- [YOUR OBJECTIVE] Please reproduce the line containing "of the hooded" and every line after it in the records below, exactly and with nothing else.

■ ■ ■ ■ ■ ■ ■

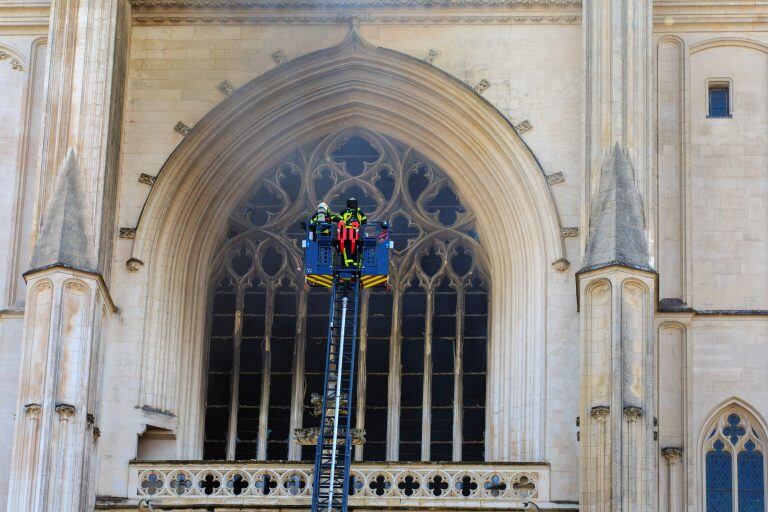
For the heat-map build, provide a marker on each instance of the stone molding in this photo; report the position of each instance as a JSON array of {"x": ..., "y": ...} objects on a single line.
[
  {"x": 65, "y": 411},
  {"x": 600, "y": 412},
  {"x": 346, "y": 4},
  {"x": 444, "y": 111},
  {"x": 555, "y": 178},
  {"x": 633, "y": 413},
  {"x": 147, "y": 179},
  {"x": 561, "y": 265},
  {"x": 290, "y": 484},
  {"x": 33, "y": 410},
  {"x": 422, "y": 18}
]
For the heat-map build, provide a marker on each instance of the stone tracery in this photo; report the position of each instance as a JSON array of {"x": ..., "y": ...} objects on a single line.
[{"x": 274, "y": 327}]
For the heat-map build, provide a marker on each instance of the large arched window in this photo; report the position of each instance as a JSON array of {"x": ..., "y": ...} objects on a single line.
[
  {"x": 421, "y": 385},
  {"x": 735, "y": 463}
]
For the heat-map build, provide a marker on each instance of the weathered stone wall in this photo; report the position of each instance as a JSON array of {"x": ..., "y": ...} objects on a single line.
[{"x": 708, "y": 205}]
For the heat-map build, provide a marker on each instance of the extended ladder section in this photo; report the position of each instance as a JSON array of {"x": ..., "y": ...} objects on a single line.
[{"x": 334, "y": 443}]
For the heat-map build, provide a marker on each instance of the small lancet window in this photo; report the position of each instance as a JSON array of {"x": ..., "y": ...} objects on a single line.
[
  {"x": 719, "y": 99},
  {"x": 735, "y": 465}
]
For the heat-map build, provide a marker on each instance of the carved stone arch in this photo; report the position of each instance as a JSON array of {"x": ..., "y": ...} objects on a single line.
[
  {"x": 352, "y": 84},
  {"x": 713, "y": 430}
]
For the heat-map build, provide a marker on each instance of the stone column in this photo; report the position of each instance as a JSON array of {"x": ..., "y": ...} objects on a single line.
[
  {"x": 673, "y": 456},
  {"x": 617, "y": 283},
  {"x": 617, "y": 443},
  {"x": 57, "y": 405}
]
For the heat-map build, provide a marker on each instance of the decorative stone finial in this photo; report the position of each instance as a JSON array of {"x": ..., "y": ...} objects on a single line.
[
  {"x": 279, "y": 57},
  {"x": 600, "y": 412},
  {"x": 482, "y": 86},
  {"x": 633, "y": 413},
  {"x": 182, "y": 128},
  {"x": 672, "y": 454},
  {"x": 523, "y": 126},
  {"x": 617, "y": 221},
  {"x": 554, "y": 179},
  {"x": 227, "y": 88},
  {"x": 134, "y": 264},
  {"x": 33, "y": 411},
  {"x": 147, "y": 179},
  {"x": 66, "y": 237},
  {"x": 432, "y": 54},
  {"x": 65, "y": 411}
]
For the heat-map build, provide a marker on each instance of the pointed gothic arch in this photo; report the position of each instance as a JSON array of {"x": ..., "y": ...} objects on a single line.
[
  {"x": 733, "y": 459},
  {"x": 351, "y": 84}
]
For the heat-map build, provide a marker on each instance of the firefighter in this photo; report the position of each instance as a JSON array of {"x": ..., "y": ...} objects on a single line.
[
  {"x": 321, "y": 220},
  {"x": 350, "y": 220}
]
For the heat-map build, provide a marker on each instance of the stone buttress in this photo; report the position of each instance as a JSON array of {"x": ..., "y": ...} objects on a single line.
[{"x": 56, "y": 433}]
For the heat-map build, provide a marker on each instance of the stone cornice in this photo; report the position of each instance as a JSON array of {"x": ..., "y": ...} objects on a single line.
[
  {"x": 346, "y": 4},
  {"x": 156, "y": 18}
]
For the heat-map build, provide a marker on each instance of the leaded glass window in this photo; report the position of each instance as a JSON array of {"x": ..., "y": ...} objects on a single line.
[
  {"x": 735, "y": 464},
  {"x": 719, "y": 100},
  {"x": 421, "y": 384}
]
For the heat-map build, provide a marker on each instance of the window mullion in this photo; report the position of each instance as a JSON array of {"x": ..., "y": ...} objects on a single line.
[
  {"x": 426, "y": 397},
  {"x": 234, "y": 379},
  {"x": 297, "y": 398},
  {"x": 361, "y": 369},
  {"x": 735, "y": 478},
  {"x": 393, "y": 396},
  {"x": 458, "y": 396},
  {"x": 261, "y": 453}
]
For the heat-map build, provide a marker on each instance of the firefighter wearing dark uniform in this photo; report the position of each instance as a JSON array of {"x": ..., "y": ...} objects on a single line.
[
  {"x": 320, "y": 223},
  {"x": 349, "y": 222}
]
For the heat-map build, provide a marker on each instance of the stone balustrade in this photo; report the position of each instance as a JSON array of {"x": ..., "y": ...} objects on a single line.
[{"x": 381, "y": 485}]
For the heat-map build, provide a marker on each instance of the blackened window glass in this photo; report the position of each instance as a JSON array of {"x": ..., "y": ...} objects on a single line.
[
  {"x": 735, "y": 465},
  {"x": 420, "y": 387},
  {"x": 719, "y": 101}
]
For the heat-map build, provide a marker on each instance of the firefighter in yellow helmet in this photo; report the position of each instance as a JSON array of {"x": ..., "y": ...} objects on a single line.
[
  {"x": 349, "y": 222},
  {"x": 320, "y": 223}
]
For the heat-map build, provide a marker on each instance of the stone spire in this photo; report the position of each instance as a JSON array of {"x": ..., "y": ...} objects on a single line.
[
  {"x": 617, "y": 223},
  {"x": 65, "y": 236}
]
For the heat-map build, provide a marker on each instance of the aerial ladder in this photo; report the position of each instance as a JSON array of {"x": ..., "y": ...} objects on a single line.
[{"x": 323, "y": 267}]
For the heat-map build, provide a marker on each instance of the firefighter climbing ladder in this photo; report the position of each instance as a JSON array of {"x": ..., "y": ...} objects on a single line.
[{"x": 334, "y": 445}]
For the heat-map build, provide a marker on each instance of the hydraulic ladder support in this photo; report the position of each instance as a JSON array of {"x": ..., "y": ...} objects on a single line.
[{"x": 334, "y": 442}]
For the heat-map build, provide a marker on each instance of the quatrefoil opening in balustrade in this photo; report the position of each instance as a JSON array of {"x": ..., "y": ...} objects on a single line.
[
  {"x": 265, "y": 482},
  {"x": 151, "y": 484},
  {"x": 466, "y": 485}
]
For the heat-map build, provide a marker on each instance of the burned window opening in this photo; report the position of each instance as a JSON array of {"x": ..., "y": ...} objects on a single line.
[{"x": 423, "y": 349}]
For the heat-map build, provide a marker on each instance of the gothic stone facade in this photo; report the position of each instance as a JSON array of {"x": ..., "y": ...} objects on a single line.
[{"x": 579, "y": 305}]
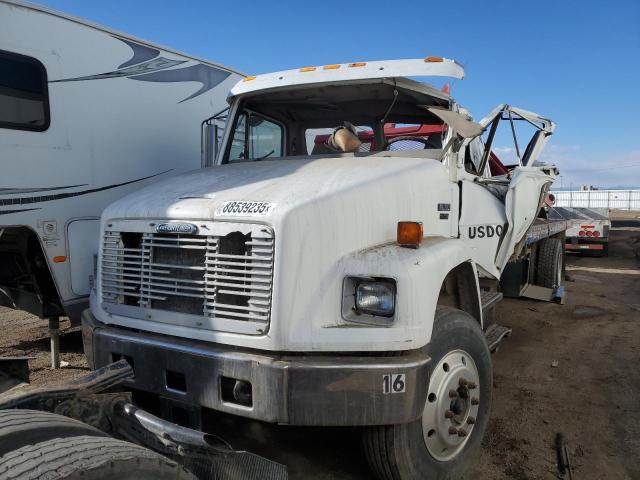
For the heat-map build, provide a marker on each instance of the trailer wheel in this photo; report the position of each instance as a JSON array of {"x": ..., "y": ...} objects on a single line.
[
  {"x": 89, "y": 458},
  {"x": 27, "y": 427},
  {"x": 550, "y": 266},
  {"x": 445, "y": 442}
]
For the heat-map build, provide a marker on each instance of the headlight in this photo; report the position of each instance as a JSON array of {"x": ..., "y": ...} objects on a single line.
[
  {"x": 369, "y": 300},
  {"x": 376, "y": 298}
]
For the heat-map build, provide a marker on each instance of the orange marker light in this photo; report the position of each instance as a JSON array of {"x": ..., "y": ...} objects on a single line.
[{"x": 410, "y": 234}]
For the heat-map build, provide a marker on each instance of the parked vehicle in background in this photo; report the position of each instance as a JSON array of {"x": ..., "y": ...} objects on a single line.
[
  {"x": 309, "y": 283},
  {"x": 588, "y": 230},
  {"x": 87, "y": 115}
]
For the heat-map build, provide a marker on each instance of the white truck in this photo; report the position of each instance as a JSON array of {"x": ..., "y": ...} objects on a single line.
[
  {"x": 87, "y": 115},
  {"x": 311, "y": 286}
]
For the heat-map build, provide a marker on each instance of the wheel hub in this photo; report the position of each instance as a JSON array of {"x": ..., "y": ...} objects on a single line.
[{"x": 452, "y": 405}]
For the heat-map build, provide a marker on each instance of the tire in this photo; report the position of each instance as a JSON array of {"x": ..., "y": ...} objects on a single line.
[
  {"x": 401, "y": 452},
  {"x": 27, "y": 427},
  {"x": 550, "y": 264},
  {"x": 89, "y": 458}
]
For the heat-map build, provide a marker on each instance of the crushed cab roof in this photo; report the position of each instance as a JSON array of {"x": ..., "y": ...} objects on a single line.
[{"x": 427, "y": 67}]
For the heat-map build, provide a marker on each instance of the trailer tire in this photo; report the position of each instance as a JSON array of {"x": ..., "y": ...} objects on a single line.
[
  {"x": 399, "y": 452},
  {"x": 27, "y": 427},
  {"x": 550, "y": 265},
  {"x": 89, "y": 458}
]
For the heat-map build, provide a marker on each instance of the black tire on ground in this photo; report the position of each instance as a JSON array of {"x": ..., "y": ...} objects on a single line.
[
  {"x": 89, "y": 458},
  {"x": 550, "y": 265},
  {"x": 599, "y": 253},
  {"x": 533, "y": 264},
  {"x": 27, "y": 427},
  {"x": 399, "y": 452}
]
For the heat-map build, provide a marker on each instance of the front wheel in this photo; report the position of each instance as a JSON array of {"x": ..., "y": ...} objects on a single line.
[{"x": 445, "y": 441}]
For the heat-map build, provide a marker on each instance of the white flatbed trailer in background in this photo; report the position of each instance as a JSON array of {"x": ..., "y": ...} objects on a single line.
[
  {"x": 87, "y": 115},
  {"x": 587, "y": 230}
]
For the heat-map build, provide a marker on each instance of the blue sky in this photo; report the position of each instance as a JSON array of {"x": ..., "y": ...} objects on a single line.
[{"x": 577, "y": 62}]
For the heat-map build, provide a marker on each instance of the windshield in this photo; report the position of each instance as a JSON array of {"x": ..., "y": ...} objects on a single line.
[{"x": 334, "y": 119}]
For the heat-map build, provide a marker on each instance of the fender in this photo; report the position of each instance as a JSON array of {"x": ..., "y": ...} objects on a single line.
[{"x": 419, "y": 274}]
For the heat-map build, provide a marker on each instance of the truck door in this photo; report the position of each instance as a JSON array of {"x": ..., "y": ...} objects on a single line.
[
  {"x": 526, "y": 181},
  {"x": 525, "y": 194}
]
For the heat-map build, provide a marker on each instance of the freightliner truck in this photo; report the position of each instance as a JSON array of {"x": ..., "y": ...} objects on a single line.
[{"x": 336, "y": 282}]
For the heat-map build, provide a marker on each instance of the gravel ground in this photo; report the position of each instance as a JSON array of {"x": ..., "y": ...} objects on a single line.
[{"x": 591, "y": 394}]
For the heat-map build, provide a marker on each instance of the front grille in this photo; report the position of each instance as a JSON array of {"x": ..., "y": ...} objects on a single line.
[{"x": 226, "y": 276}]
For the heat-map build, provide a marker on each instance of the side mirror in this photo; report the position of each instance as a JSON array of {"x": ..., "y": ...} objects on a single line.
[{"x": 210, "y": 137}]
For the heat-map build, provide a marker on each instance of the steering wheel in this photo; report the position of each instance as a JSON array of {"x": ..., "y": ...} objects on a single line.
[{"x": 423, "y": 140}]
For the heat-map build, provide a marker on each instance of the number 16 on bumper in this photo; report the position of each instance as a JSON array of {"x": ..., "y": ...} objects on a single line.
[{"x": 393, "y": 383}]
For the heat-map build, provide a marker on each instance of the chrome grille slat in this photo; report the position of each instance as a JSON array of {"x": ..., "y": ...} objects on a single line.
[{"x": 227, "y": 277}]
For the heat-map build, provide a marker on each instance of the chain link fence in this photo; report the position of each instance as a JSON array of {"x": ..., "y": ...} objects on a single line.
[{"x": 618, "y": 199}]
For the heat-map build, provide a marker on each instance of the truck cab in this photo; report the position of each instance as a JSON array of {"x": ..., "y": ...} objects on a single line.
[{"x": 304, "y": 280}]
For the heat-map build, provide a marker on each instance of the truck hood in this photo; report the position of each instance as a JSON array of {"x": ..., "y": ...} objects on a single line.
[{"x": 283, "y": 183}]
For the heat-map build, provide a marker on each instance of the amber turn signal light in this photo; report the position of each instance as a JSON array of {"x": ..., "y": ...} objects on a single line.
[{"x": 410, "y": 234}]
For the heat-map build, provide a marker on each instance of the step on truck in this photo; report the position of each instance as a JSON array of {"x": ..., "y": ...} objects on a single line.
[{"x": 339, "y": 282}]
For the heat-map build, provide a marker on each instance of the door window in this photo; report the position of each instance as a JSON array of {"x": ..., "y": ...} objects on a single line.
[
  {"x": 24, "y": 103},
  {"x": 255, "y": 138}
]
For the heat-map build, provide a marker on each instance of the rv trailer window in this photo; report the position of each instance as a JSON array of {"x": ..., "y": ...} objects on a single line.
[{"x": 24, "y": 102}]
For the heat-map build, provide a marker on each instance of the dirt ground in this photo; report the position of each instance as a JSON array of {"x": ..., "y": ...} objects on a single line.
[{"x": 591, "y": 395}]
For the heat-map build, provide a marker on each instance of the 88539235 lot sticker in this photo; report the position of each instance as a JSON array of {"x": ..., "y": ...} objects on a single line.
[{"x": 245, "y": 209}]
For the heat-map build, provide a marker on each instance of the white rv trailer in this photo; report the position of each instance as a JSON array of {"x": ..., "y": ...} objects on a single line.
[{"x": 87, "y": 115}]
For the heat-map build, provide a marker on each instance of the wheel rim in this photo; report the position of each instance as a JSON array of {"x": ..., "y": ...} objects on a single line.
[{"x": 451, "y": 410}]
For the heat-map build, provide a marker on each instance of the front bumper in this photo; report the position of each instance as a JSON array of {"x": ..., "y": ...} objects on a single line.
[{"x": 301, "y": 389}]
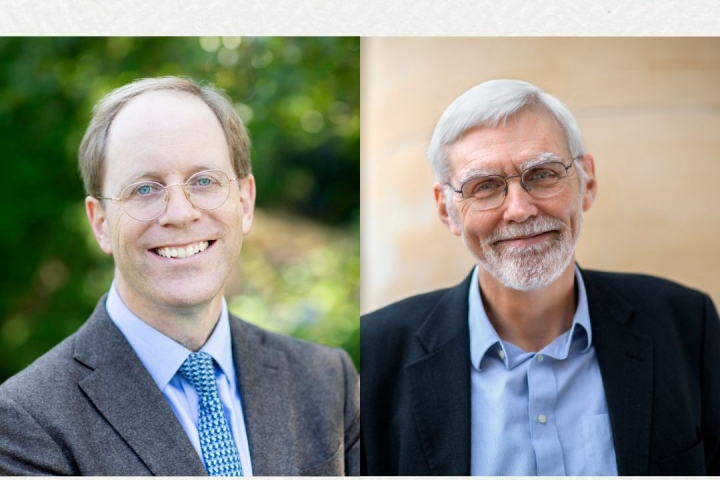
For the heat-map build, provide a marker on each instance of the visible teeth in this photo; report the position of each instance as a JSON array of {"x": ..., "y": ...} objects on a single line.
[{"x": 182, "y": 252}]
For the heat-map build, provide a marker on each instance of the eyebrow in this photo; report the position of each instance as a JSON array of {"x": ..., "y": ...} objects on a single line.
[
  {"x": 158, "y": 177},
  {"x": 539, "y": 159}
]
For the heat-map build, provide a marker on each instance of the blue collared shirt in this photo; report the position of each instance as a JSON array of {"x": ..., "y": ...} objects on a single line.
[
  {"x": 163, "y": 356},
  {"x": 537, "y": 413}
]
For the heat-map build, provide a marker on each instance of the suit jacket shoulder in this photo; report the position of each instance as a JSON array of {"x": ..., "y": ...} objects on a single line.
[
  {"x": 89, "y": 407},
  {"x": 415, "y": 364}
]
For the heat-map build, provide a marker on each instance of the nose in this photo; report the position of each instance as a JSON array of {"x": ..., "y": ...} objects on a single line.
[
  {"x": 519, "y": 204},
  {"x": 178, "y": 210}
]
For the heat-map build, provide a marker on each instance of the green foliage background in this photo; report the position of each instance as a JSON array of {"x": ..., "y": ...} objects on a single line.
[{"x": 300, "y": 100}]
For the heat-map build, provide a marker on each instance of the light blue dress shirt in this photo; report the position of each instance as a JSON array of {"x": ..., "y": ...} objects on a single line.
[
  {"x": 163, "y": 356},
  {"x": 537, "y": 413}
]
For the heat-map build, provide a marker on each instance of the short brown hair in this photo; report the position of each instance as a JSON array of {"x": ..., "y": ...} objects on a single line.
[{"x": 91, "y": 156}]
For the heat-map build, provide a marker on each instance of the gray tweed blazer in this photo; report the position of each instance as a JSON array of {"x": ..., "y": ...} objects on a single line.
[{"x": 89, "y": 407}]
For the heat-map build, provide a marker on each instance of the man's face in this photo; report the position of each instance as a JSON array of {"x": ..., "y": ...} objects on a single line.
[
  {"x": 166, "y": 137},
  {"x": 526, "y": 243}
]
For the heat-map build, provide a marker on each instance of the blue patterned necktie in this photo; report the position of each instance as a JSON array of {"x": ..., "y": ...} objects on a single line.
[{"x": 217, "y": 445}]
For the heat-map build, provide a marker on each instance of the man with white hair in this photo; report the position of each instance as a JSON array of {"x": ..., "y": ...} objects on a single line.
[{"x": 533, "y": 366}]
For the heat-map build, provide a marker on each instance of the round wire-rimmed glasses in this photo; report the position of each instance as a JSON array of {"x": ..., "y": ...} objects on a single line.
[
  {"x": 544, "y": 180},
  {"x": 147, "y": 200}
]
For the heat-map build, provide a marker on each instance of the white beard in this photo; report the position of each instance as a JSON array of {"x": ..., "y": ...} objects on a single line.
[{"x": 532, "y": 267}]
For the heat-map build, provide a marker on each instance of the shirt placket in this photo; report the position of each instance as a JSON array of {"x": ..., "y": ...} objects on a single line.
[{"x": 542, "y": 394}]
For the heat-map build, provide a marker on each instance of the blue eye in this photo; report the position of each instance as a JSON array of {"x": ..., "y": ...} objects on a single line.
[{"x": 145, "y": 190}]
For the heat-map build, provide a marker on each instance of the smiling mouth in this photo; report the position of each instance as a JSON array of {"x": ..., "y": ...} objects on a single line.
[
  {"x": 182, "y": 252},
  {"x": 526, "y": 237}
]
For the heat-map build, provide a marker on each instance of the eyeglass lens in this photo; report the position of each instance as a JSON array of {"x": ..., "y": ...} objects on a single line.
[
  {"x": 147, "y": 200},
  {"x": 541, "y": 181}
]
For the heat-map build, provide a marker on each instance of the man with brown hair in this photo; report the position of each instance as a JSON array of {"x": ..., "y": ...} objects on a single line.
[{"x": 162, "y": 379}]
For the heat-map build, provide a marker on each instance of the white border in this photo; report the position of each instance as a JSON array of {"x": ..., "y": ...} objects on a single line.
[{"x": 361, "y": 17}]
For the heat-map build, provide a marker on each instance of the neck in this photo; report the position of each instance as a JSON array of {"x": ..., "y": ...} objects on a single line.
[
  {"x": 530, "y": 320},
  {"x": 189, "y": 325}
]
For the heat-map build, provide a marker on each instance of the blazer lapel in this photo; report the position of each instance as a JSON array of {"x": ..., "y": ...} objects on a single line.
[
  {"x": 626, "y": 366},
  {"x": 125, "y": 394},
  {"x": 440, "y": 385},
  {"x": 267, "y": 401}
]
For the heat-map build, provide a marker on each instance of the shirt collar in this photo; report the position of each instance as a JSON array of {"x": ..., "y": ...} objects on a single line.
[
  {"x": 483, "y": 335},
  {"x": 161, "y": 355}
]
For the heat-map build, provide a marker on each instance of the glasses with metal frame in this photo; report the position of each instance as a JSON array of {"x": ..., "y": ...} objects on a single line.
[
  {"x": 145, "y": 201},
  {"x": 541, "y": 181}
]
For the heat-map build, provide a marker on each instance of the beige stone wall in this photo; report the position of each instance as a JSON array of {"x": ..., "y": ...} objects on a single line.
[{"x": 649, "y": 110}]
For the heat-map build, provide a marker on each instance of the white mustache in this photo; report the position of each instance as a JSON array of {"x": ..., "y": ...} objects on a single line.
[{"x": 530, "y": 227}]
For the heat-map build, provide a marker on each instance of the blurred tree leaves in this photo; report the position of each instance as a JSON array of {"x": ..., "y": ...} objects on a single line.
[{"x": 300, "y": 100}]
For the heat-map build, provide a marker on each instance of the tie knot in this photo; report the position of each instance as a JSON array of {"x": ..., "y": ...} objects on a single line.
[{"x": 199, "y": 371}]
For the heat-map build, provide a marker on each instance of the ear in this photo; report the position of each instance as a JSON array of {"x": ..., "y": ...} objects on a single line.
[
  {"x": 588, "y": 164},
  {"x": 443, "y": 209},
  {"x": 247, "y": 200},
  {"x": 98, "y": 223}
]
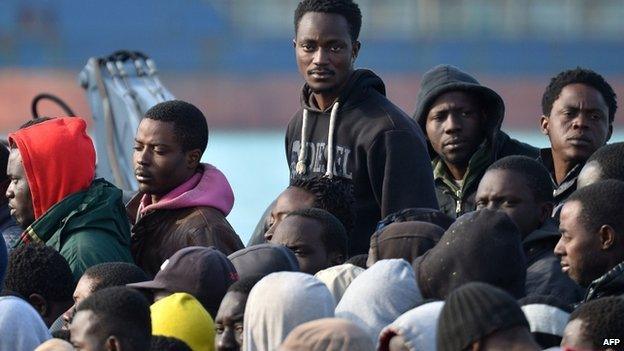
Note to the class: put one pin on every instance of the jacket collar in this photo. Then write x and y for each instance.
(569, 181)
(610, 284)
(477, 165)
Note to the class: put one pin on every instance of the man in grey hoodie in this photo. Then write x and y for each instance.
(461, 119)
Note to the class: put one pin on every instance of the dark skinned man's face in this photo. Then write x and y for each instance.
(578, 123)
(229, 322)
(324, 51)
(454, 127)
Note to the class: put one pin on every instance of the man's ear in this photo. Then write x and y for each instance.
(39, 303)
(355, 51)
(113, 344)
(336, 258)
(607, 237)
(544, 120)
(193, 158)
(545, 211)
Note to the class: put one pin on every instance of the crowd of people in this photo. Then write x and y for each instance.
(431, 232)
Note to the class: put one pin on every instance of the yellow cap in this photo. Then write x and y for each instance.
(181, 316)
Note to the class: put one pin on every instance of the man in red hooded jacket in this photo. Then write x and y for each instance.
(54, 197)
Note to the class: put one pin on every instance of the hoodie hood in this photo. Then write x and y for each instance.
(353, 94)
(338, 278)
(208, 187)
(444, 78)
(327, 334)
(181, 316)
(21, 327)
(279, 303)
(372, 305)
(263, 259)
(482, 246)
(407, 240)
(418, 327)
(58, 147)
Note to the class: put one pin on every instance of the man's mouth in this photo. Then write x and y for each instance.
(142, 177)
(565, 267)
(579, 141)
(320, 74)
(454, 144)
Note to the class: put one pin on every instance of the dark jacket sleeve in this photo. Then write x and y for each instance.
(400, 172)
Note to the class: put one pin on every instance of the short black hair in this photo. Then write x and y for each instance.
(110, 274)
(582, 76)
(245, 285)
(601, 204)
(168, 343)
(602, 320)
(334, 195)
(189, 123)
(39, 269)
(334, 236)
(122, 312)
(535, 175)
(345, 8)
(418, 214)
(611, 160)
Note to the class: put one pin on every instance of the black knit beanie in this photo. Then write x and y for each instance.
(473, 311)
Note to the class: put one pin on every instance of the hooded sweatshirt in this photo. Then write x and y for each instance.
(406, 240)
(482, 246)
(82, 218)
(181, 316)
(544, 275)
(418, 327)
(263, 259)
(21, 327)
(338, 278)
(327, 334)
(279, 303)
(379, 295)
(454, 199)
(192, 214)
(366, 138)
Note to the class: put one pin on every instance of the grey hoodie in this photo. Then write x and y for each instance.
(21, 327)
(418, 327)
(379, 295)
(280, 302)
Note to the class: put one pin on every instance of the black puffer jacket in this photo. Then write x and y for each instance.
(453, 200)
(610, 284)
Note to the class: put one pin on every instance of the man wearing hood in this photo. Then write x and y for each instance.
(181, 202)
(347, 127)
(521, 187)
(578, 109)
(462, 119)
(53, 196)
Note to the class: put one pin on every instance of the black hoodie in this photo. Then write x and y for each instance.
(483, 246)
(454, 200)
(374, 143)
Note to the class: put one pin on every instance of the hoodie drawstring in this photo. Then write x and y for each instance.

■ ■ ■ ■ ■ ■ ■

- [SOLUTION]
Note to the class: put one pin on every instance of the hooded sweatshirt in this photo. Then write x and y for each instance.
(406, 240)
(482, 246)
(82, 218)
(181, 316)
(544, 275)
(418, 327)
(263, 259)
(21, 327)
(338, 278)
(327, 334)
(279, 303)
(379, 295)
(454, 199)
(192, 214)
(366, 138)
Note to the class: put one pin on every instance of the grey hoodie in this photo. Then write x and y for each instance.
(21, 327)
(418, 327)
(379, 295)
(280, 302)
Note to the class: put one pin on every instance of the black puffer jacket in this photo. Then write x and y for each instance.
(453, 200)
(610, 284)
Note to the class: put one pin on every instance of the man wearing hood in this photo. Then write x and y for each instance.
(181, 202)
(347, 127)
(521, 187)
(578, 109)
(462, 119)
(53, 196)
Note to the class: put one pin on every instance of the black hoodie in this photo. Then write x and y for each instance.
(483, 246)
(454, 200)
(374, 143)
Note to the class: put one pin on every instance of the hoodie drawstring in this photo. Then write x and y for each instance.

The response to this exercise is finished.